ASSIGNMENT: Each line from the one that contains "Drill #6 — Where does the white folded" to the end of the entries must be copied word for word, and only those lines.

(Records from a collection)
+++

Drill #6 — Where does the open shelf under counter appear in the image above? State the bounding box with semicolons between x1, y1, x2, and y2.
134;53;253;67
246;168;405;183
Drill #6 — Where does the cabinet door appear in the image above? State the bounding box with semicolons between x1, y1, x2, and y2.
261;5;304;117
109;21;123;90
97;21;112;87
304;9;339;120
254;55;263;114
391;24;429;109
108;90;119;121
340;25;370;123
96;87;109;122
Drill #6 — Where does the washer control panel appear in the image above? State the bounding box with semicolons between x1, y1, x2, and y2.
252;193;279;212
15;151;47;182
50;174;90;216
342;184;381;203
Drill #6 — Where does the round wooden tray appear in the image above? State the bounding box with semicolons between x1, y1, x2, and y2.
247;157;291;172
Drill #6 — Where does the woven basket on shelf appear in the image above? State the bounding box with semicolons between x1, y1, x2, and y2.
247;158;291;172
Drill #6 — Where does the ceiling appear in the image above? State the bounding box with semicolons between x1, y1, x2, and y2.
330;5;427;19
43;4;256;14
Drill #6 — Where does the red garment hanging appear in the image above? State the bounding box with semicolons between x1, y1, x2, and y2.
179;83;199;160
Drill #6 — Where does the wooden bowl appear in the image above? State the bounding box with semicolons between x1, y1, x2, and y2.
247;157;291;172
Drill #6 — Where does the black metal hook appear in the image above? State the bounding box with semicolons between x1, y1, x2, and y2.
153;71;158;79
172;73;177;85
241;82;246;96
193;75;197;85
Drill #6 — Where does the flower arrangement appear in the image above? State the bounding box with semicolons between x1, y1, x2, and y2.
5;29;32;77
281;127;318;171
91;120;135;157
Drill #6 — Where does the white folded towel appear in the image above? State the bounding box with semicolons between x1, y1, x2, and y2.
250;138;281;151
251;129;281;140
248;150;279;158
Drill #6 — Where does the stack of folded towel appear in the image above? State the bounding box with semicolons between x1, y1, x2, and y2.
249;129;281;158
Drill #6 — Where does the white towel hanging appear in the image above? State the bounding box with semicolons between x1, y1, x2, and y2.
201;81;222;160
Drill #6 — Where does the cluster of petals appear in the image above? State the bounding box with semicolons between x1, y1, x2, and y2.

+++

WRITTEN REPLY:
Drill #6 — Where does the white folded towel appear in the image above? State the bounding box with semicolons between x1, y1, x2, and y2.
250;138;281;151
251;129;281;140
248;150;279;158
Drill #6 — Where does the stack of folded towel appear in the image above? State the bounding box with semicolons between x1, y1, x2, and y2.
249;129;281;158
Drill #6 — Where does the white towel hanging appear in the image above? State the bounding box with semicolons between x1, y1, x2, and y2.
201;81;222;160
Drill #6 — Where does the cluster of petals appear in the image above? State the bounding box with semicolons between x1, y1, x2, and y2.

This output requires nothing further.